Microsoft Windows Internals, Fourth Edition

The POSIX subsystem takes advantage of copy-on-write to implement the fork function. Typically, when a UNIX application calls the fork function to create another process, the first thing that the new process does is call the exec function to reinitialize the address space with an executable program. Instead of copying the entire address space on fork, the new process shares the pages in the parent process by marking them copy-on-write. If the child writes to the data, a process private copy is made. If not, the two processes continue sharing and no copying takes place. One way or the other, the memory manager copies only the pages the process tries to write to rather than the entire address space. To examine the rate of copy-on-write faults, see the performance counter Memory: Write Copies/Sec.

▶ [REQUIREMENTS]:
- a) Which terms in the copy-on-write passage name a subsystem, a function, a component, or a performance counter?
- b) Does each statement agree with the copy-on-write passage? Answer yes or no for each, quoting the words from the passage that decide it.
(i) On fork, the new process receives a full copy of the parent's address space.
(ii) When the child writes to the data, a private copy is made for that process.
(iii) If the child does not write, the two processes go on sharing the pages.
- c) Which performance counter does the copy-on-write passage point to for examining the rate of copy-on-write faults?
The listing after this point comes from an unrelated source.

▶ [DATA]:

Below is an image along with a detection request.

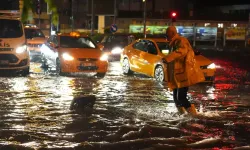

▶ [RESPONSES BY TASK]:
- a) POSIX subsystem; fork; exec; memory manager; Memory: Write Copies/Sec

- b)
(i) No: "Instead of copying the entire address space on fork, the new process shares the pages in the parent process by marking them copy-on-write."
(ii) Yes: "If the child writes to the data, a process private copy is made."
(iii) Yes: "If not, the two processes continue sharing and no copying takes place."

- c) Memory: Write Copies/Sec